Output, please, every line from the line that holds "Mark every instance of the illuminated horizon" to the end, exactly as written.
-- Begin --
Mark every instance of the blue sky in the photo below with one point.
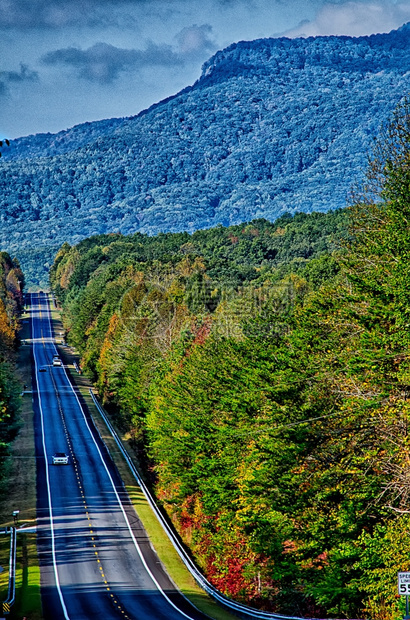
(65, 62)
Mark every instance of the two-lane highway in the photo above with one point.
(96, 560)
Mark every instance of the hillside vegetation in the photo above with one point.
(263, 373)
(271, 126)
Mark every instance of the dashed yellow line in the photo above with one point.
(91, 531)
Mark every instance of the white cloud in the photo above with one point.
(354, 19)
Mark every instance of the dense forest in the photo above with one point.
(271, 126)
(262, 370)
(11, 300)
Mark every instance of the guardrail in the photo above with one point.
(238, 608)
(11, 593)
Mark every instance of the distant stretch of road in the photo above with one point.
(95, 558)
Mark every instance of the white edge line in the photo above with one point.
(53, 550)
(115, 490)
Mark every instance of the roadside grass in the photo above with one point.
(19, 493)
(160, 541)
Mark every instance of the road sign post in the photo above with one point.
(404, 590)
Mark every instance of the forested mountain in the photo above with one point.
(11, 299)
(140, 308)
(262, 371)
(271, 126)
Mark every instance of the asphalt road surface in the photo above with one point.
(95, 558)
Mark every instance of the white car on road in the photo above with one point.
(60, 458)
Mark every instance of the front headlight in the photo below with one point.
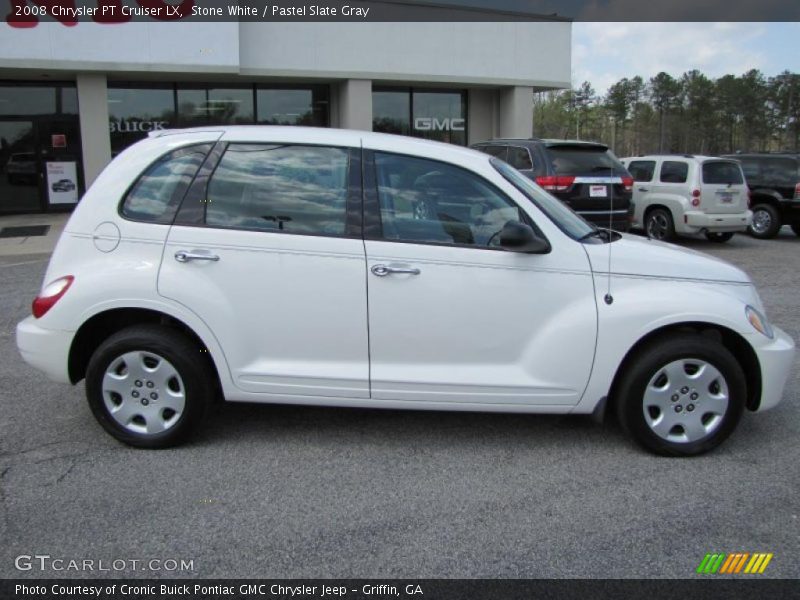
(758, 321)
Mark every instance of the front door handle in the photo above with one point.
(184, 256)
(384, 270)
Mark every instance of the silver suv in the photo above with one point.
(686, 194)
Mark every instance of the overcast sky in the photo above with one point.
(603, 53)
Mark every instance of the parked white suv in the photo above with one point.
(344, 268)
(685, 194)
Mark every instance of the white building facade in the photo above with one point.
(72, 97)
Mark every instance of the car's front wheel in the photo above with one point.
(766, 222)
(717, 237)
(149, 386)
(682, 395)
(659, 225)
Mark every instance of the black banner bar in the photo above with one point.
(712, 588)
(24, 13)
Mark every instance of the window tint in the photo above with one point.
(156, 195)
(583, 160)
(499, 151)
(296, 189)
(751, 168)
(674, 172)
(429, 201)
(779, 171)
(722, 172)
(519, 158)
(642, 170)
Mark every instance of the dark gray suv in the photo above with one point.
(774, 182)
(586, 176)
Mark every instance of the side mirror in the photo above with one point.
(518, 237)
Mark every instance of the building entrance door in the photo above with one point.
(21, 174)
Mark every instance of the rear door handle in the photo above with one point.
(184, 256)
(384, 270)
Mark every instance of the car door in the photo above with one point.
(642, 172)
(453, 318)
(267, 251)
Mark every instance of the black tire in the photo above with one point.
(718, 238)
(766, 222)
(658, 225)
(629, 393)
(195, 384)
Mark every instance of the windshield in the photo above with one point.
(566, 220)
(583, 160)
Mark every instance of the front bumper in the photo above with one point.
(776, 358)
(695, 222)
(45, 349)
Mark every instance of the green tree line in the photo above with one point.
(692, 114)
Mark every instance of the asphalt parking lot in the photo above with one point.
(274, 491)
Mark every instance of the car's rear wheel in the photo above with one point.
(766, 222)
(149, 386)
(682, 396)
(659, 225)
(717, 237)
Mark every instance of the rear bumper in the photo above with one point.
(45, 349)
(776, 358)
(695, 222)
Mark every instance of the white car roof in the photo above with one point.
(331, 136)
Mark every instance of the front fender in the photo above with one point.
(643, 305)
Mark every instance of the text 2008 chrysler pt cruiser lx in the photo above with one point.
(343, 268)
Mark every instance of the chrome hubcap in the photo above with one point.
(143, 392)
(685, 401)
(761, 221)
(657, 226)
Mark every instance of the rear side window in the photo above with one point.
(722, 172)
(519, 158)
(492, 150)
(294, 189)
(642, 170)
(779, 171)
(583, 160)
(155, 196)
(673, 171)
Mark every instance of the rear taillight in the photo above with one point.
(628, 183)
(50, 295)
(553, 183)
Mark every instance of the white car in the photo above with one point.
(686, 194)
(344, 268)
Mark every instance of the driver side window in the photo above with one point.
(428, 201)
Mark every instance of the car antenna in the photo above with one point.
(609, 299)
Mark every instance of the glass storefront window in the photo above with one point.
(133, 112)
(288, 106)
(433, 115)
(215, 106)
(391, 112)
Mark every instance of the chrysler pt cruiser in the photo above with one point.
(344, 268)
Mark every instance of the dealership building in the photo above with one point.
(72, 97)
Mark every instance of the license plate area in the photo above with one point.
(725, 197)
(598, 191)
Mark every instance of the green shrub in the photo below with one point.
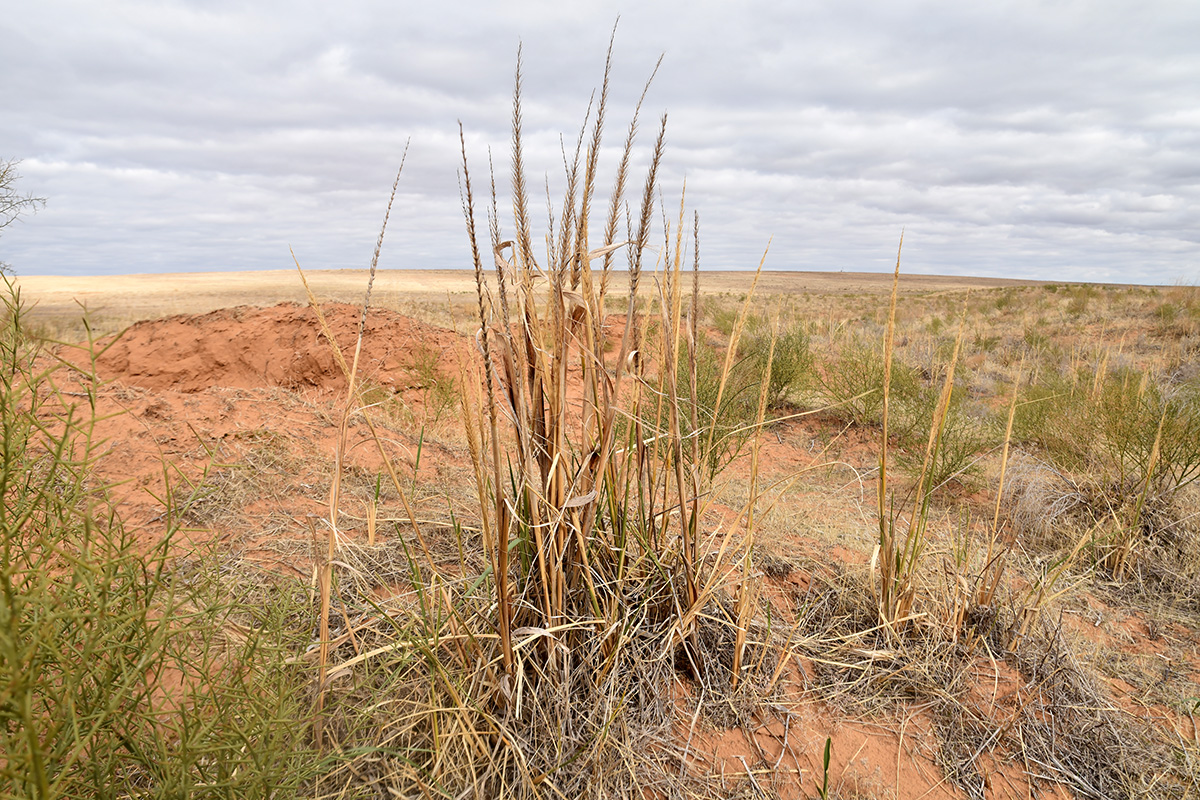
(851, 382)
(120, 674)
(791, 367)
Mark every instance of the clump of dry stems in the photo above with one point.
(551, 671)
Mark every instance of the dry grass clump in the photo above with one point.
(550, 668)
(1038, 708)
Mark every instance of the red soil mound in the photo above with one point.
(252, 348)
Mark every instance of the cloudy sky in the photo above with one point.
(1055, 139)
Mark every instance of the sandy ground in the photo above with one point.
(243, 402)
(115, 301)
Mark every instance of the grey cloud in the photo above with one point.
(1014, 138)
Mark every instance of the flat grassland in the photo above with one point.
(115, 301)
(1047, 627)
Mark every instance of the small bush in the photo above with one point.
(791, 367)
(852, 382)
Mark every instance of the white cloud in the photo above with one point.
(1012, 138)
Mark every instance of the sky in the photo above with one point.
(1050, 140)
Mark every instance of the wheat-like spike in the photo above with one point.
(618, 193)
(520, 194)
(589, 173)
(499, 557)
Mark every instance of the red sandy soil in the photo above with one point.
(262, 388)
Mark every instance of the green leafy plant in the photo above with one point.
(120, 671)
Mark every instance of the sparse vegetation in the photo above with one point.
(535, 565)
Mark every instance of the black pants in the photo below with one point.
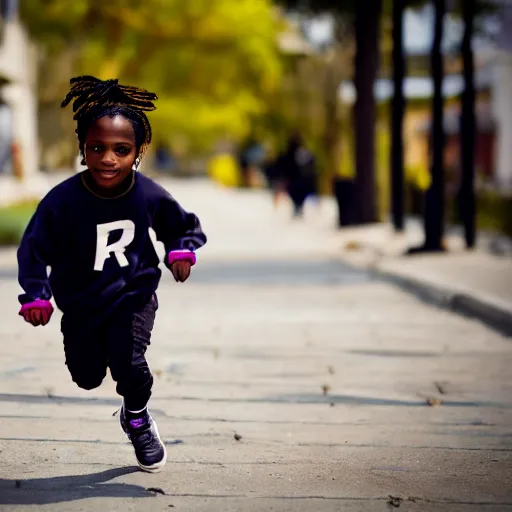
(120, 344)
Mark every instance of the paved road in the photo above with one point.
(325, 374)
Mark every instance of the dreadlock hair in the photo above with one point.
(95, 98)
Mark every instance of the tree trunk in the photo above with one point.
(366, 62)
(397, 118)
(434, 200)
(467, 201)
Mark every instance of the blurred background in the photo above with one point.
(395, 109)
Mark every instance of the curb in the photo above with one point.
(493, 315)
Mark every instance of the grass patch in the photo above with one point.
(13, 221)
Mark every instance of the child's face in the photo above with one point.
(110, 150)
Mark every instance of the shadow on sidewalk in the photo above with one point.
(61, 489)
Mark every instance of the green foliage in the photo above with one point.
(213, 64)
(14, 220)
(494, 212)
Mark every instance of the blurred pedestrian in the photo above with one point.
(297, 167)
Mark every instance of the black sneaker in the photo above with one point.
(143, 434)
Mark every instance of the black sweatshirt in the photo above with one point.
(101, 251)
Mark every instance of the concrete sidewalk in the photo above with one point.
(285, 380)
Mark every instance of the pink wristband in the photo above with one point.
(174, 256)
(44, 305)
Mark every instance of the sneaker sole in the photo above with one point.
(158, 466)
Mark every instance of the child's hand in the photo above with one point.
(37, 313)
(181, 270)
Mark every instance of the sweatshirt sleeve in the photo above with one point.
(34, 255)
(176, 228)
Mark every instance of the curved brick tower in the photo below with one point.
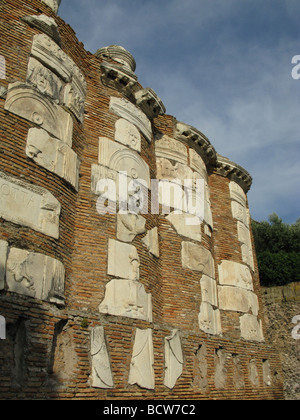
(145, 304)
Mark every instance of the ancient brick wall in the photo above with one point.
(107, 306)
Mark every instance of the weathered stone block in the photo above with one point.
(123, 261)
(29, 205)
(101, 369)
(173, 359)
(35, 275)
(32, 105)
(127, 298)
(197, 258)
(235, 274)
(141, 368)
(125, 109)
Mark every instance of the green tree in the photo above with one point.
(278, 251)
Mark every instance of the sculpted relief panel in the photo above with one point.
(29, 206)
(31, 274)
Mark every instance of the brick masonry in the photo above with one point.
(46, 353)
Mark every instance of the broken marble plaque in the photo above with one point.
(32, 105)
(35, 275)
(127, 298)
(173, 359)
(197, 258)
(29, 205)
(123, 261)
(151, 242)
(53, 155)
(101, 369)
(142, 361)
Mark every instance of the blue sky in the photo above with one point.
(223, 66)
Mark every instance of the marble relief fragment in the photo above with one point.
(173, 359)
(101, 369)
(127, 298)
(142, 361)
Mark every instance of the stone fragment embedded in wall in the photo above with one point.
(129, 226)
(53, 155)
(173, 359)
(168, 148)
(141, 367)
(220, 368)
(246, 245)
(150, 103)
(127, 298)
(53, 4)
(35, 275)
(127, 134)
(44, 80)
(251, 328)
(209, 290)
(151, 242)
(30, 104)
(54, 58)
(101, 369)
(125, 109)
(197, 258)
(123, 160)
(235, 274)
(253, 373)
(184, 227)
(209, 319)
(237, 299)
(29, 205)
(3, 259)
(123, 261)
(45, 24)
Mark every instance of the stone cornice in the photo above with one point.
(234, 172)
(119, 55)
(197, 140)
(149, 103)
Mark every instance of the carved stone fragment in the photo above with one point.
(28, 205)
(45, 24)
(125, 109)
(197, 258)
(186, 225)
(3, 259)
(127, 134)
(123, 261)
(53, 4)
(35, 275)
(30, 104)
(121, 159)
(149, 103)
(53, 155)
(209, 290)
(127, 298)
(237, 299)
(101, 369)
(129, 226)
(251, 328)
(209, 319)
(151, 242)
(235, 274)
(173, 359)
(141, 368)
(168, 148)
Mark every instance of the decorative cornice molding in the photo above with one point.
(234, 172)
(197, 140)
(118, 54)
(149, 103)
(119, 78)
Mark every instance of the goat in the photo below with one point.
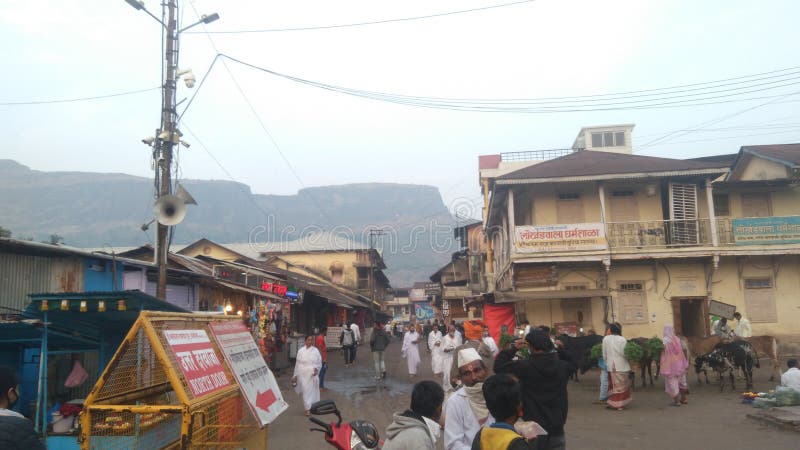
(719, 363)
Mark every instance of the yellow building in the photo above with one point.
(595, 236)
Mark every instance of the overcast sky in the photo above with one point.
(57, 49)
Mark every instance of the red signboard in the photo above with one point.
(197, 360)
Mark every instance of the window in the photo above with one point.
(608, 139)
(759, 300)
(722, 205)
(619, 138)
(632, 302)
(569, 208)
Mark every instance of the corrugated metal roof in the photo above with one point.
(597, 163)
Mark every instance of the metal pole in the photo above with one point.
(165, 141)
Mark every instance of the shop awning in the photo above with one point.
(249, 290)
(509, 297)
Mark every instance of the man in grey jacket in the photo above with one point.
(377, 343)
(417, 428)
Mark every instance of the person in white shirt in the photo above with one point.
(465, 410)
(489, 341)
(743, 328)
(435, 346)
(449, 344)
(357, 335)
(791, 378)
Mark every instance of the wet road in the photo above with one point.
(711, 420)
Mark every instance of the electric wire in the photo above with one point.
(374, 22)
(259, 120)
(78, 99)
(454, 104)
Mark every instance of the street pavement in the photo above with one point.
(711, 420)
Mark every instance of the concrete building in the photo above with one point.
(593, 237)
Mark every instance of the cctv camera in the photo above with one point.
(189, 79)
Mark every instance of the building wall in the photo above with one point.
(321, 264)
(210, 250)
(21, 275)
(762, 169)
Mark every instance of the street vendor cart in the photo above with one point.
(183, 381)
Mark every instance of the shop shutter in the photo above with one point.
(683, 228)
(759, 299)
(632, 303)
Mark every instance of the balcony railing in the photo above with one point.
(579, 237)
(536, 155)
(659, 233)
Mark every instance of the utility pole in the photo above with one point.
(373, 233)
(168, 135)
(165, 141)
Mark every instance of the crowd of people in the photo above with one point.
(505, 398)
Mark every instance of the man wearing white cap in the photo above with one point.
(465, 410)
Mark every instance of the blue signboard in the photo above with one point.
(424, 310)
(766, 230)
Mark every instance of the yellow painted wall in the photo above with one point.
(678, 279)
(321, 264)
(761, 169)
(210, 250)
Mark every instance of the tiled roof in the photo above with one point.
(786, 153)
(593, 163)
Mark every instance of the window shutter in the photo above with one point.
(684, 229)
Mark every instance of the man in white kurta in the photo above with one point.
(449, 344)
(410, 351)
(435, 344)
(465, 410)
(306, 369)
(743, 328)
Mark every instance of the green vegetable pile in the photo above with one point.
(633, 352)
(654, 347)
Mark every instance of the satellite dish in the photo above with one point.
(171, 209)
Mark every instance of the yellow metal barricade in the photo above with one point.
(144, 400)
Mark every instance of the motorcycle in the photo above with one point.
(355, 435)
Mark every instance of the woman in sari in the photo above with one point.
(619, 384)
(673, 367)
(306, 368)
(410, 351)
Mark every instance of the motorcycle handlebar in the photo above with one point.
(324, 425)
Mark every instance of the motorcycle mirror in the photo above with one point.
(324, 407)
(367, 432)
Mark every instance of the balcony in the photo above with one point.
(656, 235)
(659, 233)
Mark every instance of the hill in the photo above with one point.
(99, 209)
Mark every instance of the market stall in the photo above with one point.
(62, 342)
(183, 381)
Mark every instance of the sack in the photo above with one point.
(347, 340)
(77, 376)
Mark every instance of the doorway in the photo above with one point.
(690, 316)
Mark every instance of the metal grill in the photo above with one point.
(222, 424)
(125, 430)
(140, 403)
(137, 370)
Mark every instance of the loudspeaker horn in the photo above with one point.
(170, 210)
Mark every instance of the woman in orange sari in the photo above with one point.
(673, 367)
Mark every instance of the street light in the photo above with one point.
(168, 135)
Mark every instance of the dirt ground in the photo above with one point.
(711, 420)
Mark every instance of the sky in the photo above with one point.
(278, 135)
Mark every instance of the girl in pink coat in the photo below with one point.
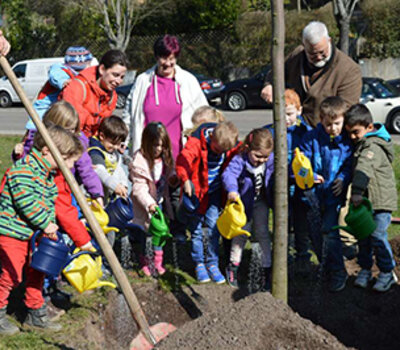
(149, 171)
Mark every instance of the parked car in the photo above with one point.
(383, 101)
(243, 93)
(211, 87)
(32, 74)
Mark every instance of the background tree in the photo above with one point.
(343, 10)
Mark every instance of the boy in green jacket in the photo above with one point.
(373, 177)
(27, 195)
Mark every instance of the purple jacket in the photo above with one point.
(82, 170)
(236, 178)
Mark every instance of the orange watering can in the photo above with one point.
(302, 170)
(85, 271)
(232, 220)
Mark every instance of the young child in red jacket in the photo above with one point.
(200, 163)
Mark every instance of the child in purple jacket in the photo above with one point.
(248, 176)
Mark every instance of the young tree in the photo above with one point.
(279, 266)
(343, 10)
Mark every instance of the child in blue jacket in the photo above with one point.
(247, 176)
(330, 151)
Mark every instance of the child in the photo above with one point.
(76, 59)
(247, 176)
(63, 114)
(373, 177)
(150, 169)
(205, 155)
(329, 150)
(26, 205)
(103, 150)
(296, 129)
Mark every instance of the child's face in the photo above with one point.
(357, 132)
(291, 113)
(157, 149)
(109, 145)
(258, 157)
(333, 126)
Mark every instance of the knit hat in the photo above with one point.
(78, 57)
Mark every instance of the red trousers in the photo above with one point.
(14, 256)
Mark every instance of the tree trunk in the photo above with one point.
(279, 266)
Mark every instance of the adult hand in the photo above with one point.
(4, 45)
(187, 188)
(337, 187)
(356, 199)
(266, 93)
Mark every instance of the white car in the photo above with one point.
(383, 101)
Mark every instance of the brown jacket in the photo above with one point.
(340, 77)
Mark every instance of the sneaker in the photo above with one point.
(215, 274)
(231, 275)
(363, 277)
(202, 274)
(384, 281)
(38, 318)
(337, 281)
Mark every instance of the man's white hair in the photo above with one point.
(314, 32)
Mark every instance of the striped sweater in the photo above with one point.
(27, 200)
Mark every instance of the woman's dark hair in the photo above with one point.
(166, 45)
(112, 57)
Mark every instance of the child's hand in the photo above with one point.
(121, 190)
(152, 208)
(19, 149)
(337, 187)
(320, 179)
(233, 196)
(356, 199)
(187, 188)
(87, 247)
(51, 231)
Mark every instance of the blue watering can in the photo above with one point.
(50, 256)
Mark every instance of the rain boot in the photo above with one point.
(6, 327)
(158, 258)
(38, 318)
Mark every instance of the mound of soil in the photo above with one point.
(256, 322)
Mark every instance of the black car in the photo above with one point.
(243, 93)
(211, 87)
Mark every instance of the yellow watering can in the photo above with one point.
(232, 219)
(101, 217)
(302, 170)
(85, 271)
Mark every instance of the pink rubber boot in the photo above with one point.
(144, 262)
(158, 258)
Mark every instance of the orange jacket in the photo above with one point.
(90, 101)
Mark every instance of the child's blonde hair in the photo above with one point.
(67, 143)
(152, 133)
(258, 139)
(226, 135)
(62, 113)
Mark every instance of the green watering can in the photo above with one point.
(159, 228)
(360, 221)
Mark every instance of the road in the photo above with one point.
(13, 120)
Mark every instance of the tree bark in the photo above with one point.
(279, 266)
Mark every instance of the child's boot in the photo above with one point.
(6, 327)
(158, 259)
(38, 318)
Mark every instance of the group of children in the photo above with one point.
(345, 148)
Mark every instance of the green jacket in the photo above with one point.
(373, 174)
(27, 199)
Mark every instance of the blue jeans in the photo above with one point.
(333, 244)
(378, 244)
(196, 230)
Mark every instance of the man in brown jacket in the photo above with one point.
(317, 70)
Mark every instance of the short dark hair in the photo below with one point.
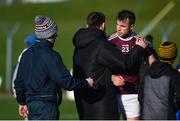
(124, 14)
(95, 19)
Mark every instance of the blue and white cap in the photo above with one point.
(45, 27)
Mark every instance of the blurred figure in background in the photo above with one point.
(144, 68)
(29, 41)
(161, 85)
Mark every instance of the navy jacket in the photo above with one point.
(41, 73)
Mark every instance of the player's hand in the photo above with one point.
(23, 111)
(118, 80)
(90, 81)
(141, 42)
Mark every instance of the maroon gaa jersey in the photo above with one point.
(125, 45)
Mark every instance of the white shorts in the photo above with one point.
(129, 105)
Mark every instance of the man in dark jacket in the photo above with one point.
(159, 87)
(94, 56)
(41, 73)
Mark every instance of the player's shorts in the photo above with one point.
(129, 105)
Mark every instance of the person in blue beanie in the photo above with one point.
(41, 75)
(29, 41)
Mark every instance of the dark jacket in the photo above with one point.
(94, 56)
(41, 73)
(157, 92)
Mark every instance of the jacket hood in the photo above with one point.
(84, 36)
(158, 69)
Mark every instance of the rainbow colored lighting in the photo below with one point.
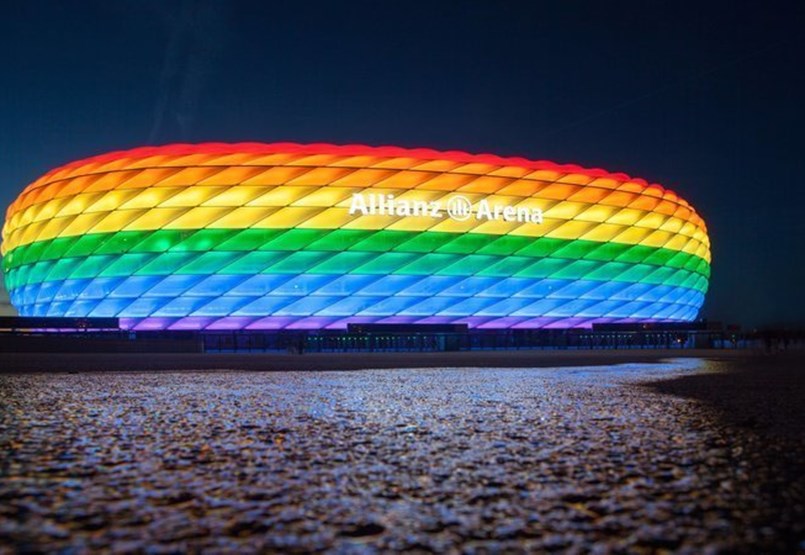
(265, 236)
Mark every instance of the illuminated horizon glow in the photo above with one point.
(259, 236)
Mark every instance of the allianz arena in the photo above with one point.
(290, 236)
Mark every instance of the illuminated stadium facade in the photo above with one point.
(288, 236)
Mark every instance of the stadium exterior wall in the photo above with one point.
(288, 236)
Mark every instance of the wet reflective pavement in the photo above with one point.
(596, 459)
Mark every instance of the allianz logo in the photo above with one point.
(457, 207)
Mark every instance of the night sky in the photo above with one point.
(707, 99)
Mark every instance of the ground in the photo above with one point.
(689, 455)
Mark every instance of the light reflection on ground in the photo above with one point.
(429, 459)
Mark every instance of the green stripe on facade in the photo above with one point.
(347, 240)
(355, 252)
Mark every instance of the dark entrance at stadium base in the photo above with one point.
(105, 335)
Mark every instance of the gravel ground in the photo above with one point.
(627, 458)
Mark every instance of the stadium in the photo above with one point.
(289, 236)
-- End --
### Solution
Mark every instance of the illuminated horizon glow in the photo above with one point.
(259, 236)
Mark every instance of the allianz arena in the photo above with one point.
(290, 236)
Mark every instance of the illuminated stadium facade in the photo above with one point.
(288, 236)
Mark every instance of the stadium exterior wall in the photo above with one point.
(288, 236)
Mark every instance of the wet reflective pavement in the photo above with one point.
(596, 459)
Mark every instance of the allianz logo in the photo above with one point.
(457, 207)
Mark every instance of the night sky in the photo above with one point.
(707, 99)
Mark every instance of the ground in the photo above with one point.
(689, 455)
Mark every instance of the light reflection on ground in the photo above with one point.
(429, 459)
Mark every instance of the green stripe on facade in the photo above with one point.
(347, 240)
(355, 252)
Mark every instance of the dark entrance at stadium base in the photo above with one point.
(105, 335)
Mark every instance of the gravel ground in the photo above with one point.
(627, 458)
Mark every instance of the stadium in the photo above with one point.
(289, 236)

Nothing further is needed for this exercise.